EXTRAIT DU DOCUMENT:
· · · ·

Il est certain qu’à un moment il y a eu déséquilibre. Il est probable qu’acculés à des menaces, les banquiers auront emprunté à des taux usuraires qui les enfonçaient plus encore. Ceci, joint à du mauvais papier qui ne manque pas dans la liquidation creusait un trou de plus en plus profond, et suffit à expliquer le gros passif. L’état de guerre fit patienter les créanciers les plus pressants, et de nouveaux dépôts permettant de découvrir Pierre pour couvrir Paul, prolongèrent la situation qui s’est résolue finalement, à bout de ressources et d’expédients. »
Somme toute, une situation classique : le trou est masqué tant que les rentrées sont supérieures aux sorties, mais il ne cesse de se creuser. Avec les premiers soupçons les rentrées se raréfient; les difficultés augmentent, et les clients s’inquiètent d’abord, et paniquent soudain. La fin est toujours brutale.
Le 6 mai 1919 les deux associés sont jugés pour abus de confiance, suite à 46 plaintes portant sur un détournement de 254 000 francs (un million d’euros). Ils se rejettent la responsabilité, et leurs avocats ne peuvent que demander l’indulgence du Tribunal, sans contester les faits. Couturier fils est condamné à un an de prison avec sursis, et Legrand à deux ans.
Plus récemment
Après la guerre, les épargnants Français connaîtront encore, en 1928, la faillite de la Banque Hanau (dont la fondatrice était surnommée « la banquière des années folles »), en 1929 celle du banquier Oustric. La crise financière, puis économique qui débutera en 1929 aux USA atteindra tous les pays d’Europe dans les années suivantes.
Plus près de nous, en 1994, la faillite du Crédit Lyonnais ne sera évitée que par l’intervention de l’Etat, qui supportera un coût de plus de 150 milliards, pour sauver le système bancaire Français.
Finalement, l’épargnant Français devra attendre 1999 pour que la création d’un Fonds de garantie des dépôts et de résolution (FGDR) le protège en cas de défaillance de son établissement bancaire (à hauteur de 100 000€/client).

· · · ·

BLOC DE DONNÉES:

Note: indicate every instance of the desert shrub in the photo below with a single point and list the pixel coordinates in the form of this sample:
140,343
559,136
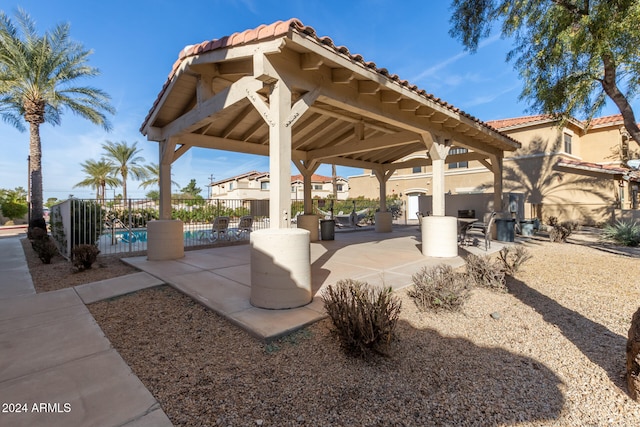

· · · ·

TRAVAIL DEMANDÉ:
**a.** Relevez toutes les années citées dans l'extrait sur les faillites bancaires, sans répéter celles qui reviennent.
**b.** Répondez brièvement à ces questions sur l'extrait, une réponse par ligne :
(i) À combien de temps de prison Legrand est-il condamné ?
(ii) Quel surnom donnait-on à la fondatrice de la Banque Hanau ?
(iii) Jusqu'à quel montant le FGDR protège-t-il l'épargnant ?

RÉPONSES PROPOSÉES:
**a.** 1919, 1928, 1929, 1994, 1999

**b.**
(i) Deux ans.
(ii) « la banquière des années folles »
(iii) 100 000 € par client.